## À FAIRE
1. D'après le texte sur la musique, depuis l'émergence de quels artistes la musique a-t-elle connu une généralisation marchande ?
2. Reproduisez fidèlement le passage du texte sur la musique allant de « Nous atteignons l’apogée » jusqu'à « valeur d’une œuvre en tant que telle. » inclus.
3. Poursuivez le texte sur la musique après sa dernière phrase.

Une œuvre d’art n’est pas créée par un génie, mais est le produit d’une personne synthétisant la transformation du monde. Tel est le point de vue du matérialisme dialectique dans les arts.
La musique a connu, depuis l’émergence d’Elvis Presley et des Beatles, une généralisation marchande, dépassant le cadre précédent plus formalisé, plus en liaison directe avec les couches sociales dominantes, les milieux artistiques, etc.
Nous atteignons l’apogée de cette tendance, puisque aujourd’hui, avec le développement des forces productives, toute personne peut étudier la musique, la pratiquer, la diffuser, la faire connaître. Avec internet, la main-mise des monopoles sur ce qui peut être diffusé ou non est largement affaiblie, tout comme elle est en même temps renforcée avec les effets de mode superficiels.
Un aspect essentiel qu’il y a lieu de prendre en compte ici au sujet de la production musicale est la question du saut qualitatif, c’est-à-dire de la valeur d’une œuvre en tant que telle.
Pour qu’une œuvre d’art, en général, ait de la valeur réelle, il faut qu’elle reflète la transformation du monde avec un haut niveau de synthèse, tout en étant accessible.
Si l’on regarde l’émergence de telles œuvres dans la musique par exemple, on voit qu’il y a une période d’incubation artistique, des premières tentatives caractérisées par un expressionnisme plus ou moins grand (c’est-à-dire un certain subjectivisme), puis les œuvres d’arts musicales apparaissent.
Le plus souvent, le succès amène la commercialisation et on a alors un processus de décadence qui prend le dessus.
Ainsi, l’artiste affronte la réalité musicale, le processus dialectique s’enclenche et amène un processus d’extraction, des premiers essais encore empreints de subjectivisme, puis la réalisation d’une œuvre en tant que telle. Si la corruption par le capitalisme intervient, il s’ensuit une décadence plus ou moins rapide, avec un échec du renouvellement, la répétition pure et simple de ce qui a été fait, etc.
Essayons de mettre cela en forme avec des graphiques, la difficulté étant de comprendre le mouvement en spirale. Une œuvre ayant du succès commercial doit, en effet, avoir elle-même un certain niveau culturel, c’est une œuvre d’art qui aurait pu être authentique, mais qui a été détournée de son chemin, soit dès le départ, soit dans un processus de décadence.
Il faut donc prendre en compte quatre niveaux, difficilement représentables en deux dimensions. Tout d’abord, le niveau élémentaire (représenté ici en orange) est celui du dépassement des formes non-artistiques, de faible niveau, ou bien trop élémentaire, simple découverte, répétition d’un modèle etc. Il faut savoir jouer de la musique pour en faire et il existe un processus d’extraction, d’incubation, plus ou moins long, plus ou moins intense, etc.
Ce n’est pas forcément sans valeur et on peut déjà, avec une oreille avisée, découvrir des éléments appelés à grandir.

## DONNÉES FOURNIES
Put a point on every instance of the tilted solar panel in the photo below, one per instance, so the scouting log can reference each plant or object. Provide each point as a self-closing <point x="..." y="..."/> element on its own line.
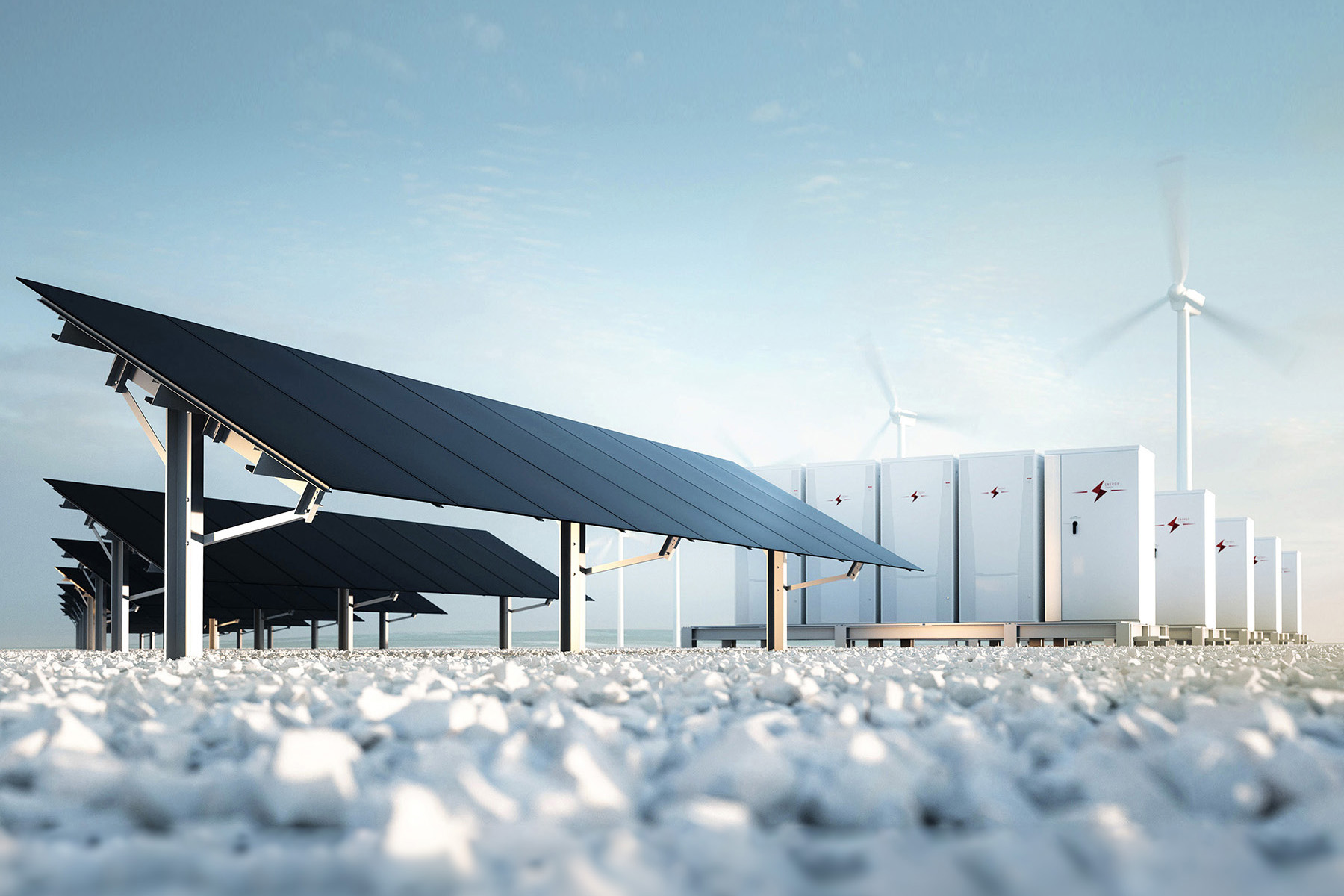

## RÉPONSES DE L'EXERCICE
1. Depuis l'émergence d'Elvis Presley et des Beatles.

2.
Nous atteignons l’apogée de cette tendance, puisque aujourd’hui, avec le développement des forces productives, toute personne peut étudier la musique, la pratiquer, la diffuser, la faire connaître. Avec internet, la main-mise des monopoles sur ce qui peut être diffusé ou non est largement affaiblie, tout comme elle est en même temps renforcée avec les effets de mode superficiels.
Un aspect essentiel qu’il y a lieu de prendre en compte ici au sujet de la production musicale est la question du saut qualitatif, c’est-à-dire de la valeur d’une œuvre en tant que telle.

3.
Dépasser ce premier niveau ne suffit pas, sinon on en reste au niveau expérimental, de la tentative de dépassement. Cela peut être très intéressant, une perspective ouverte de haut niveau, mais cela n’en fait pas une œuvre d’art. On en resterait au niveau expressionniste, empreint de subjectivisme. Il y a donc un second cap, un second niveau (représenté ici en vert) à dépasser.
Alors, on arrive à l’œuvre d’art réel, ayant un haut niveau de technique, reflet d’un processus de synthèse élevé, à la fois de la culture jusqu’à présent, et du monde tel qu’il est et se transforme, avec un haut niveau d’accessibilité pour les masses, ce dernier point n’étant pas à négliger. On a atteint ici un haut niveau de culture (représenté par la ligne mauve).
Par contre, ce processus est semé d’embûches et si on échoue, ou bien si on rentre en décadence, on est amené à tomber soit dans le commercial, soit dans l’expérimental.
Il faut ici ne pas oublier qu’il y a plusieurs aspects : un album commercial peut très bien être encore lié à une réelle perspective culturelle, tout comme un album expérimental peut tendre à l’œuvre d’art, tout comme il peut contenir des éléments commerciaux. Pareillement, une extraction peut être marquée par des reculs, un saut rapide par la suite, etc.
On notera également que, historiquement, un processus de décadence demande une autocritique et donc un haut niveau idéologique ; par conséquent, il est rarissime, voire impossible, de voir une reprise en main par un artiste ou un groupe. Le décrochage, une fois qu’il se produit, semble inévitable, l’artiste ou les artistes n’ayant pas la capacité de se remettre en cause, se répétant par facilité et opportunités commerciales, etc. Les exemples sont ici innombrables.
Prenons ici quelques exemples concrets, devant servir d’inspiration pour une réflexion à ce sujet, demandant bien entendu un approfondissement.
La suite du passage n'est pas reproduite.